- **TASK BRIEF**
Write the entries out in full, matching them exactly.

- **RECORDS SHOWN**
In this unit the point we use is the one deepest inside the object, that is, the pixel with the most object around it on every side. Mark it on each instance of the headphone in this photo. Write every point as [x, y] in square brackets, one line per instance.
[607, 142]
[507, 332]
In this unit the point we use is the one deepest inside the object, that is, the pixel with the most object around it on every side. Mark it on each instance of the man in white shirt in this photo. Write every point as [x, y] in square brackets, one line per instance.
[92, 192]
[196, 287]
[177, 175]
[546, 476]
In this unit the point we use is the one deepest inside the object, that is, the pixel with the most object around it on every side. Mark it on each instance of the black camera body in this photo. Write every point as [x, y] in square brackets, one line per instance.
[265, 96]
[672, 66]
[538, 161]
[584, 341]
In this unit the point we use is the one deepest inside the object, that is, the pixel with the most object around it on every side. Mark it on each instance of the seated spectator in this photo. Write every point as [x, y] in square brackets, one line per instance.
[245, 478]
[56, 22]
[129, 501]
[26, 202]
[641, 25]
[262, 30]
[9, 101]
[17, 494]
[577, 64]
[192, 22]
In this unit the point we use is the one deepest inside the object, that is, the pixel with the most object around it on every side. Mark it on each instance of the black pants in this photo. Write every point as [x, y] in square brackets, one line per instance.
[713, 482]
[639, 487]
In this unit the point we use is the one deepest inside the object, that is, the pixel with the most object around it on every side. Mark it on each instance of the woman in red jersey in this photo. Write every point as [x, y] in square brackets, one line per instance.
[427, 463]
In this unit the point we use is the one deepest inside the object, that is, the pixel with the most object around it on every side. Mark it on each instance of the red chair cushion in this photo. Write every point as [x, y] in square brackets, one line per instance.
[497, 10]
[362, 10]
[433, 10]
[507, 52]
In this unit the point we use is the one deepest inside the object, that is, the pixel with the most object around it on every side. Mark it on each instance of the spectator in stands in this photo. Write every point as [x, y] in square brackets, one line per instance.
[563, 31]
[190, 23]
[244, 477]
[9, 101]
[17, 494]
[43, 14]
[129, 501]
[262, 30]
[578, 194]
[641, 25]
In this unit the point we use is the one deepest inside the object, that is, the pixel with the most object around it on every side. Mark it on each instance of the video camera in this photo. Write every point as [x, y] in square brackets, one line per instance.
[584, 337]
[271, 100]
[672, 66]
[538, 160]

- **EXPECTED ANSWER**
In this unit the point we use is the one deepest inside the object, that is, the pixel with the most object around it on every side. Mark it on each instance of the headphone in this photo. Write every point as [x, y] in square brackets, one line per instance.
[607, 142]
[507, 332]
In this unit the point we use is the one deepest inside the object, that is, the pixel with the most object around it on every side. Mark it on each instance of the man in white shirt in this photo. Write every point as [x, y] in square brackets, one line per instance.
[92, 192]
[196, 287]
[177, 175]
[546, 476]
In this unit the point we use is the one deepest inside the object, that is, the pixel with the most object around it on every side. Mark it on each instance of the black camera body in this photo. Write every point as [x, y] in square brackets, one line per instance.
[265, 96]
[672, 66]
[538, 161]
[584, 341]
In this unit the point we use is the one deepest inside the object, that is, the pixel with the most object around it on every side. Mark it on each instance of the seated spectator in this photo. Write every point as [x, y] in square brackets, one line per instance.
[245, 478]
[56, 22]
[129, 501]
[26, 202]
[641, 25]
[262, 30]
[9, 101]
[17, 494]
[577, 64]
[192, 22]
In this unit the point we use is the one deepest inside the object, that is, the pixel with the most object around it on every side. Mark it on each instance of the black pants in this photo. Write every point as [x, y] in square brackets, one line per instance.
[713, 482]
[639, 487]
In this unit the point we use is the one deepest inside the object, that is, the pixel with the most object around it on every side. Mark it on each instance of the woman in red jersey in this photo. Write every point as [x, y] in square brackets, one line per instance.
[427, 463]
In this unit the point we use is the one deepest inside the object, that is, the pixel with the most object around it on every side. Mark it on each instance of the red chair cushion in this photo. Write every point as [x, y] in square brackets, one line per instance.
[497, 10]
[362, 10]
[433, 10]
[507, 52]
In this unit the point we use is the one deepest inside the object, that is, the pixel with the most object around it on every side. Mark it on each instance of the spectator in stands in this photo. Write every point as [x, y] in square brackets, one line per instance.
[563, 31]
[190, 23]
[244, 477]
[9, 101]
[17, 494]
[43, 14]
[129, 501]
[262, 30]
[578, 194]
[641, 25]
In this unit the point we use is the one deepest inside the object, that is, the pixel with the most object around it on every side. Mark it on each instance of the video camera in this photo. Write every point as [x, y] in square brackets, one line per instance.
[584, 337]
[271, 100]
[672, 66]
[538, 160]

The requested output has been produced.